Try it ▸
In the trade conflict article below, rewrite the passage starting with "China US Photo:Global" and going on through "reelection in November.", changing "tech firms" to "technology companies".

Source extract ▸
=== Begin Enclosure ===

Trump’s cards ‘limited’ in trade conflict

By Wang Cong Source: Global Times Published: 2020/9/2 19:10:25

Tariff war with China cost US firms heavily, failed to reduce gap


China US Photo:Global Times



Graphics: GT



 


During a campaign rally in May 2016, then US presidential candidate Donald Trump accused China of "raping" the US in trade and claimed the US "has the cards" to deal with China. After a costly tariff war and relentless crackdowns on Chinese tech firms during his first term, Trump appears to be shifting gear in his assaults on China - from trade to the South China Sea to Hong Kong to the island of Taiwan - as he seeks reelection in November.

The unmistakable driver behind the shift is the reality that it is very hard to win a tariff war against an important trade partner - nobody wins a war without damage to itself as Chinese officials insisted from the start - despite his administration's ill-advised move to stir up economic tensions with China, trade specialists noted.

Recent developments have underscored that reality. Despite Trump's tough rhetoric against China, he has been noticeably silent on his tariff war or US' trade deficit with China, in stark contrast to his first presidential campaign. The US government has said that it is committed to implementing the phase one trade deal signed between the two countries. 

The office of the US Trade Representative on Tuesday extended tariff exemptions for a long list of Chinese-made products, including smart watches, medical masks and respirators, through the end of the year. The move is part of the China-US phase one trade agreement, under which the US agreed to roll back tariffs, but it also shows that the US is still committed to the agreement, despite Trump's changing tone toward the deal, experts said.

=== End Enclosure ===

Material provided ▸
=== Begin Enclosure ===

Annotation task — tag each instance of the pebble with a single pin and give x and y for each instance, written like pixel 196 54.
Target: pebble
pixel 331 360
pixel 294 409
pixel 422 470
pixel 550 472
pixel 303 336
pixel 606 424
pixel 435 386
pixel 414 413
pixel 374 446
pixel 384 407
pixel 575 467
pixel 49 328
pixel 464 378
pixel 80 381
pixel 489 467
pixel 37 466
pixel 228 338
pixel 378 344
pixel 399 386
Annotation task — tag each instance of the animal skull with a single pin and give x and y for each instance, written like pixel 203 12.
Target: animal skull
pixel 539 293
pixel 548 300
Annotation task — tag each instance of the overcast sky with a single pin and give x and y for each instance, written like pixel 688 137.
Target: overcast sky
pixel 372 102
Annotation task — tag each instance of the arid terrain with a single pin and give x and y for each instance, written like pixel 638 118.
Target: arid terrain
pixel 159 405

=== End Enclosure ===

Result of the exercise ▸
China US Photo:Global Times



Graphics: GT



 


During a campaign rally in May 2016, then US presidential candidate Donald Trump accused China of "raping" the US in trade and claimed the US "has the cards" to deal with China. After a costly tariff war and relentless crackdowns on Chinese technology companies during his first term, Trump appears to be shifting gear in his assaults on China - from trade to the South China Sea to Hong Kong to the island of Taiwan - as he seeks reelection in November.